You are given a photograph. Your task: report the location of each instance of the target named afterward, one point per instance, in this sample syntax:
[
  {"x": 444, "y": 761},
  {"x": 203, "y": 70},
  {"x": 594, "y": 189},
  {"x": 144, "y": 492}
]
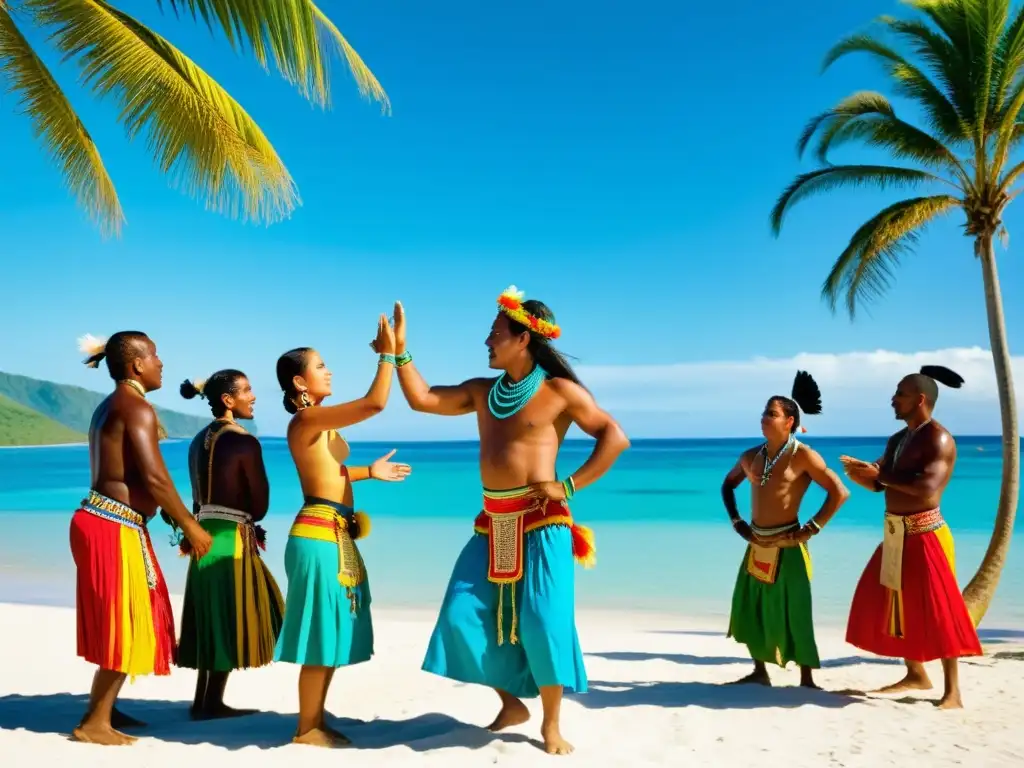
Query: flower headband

[YOUR INSTRUCTIONS]: When copying, output the data exactly and leave out the pictures.

[FINAL ANSWER]:
You are given a photograph. Your task: report the location of each instance of the target named afterward, one point per instance, in this sample syntax:
[
  {"x": 444, "y": 761},
  {"x": 203, "y": 70},
  {"x": 594, "y": 189},
  {"x": 144, "y": 492}
]
Query: flower headband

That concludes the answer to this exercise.